• **What you are asked to do**
Extract every line of the entries below that contains the word "behaviour", matching its case exactly.

• **Given data**
****************************************

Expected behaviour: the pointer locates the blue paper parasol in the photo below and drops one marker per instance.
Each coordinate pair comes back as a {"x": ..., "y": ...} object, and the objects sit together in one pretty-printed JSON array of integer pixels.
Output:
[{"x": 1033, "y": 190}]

****************************************

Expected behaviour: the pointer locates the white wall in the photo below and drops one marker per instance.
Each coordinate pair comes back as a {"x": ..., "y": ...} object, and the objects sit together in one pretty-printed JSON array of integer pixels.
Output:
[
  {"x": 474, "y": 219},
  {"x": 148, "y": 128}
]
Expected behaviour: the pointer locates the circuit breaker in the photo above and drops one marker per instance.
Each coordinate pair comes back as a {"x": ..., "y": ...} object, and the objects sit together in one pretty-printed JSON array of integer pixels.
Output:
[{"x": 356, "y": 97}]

****************************************

• **Reply to the exercise**
Expected behaviour: the pointer locates the blue paper parasol in the photo below and drops one marker per instance.
Expected behaviour: the pointer locates the white wall in the photo below and drops one marker per instance.
Expected behaviour: the pointer locates the circuit breaker in the photo above and drops one marker per instance.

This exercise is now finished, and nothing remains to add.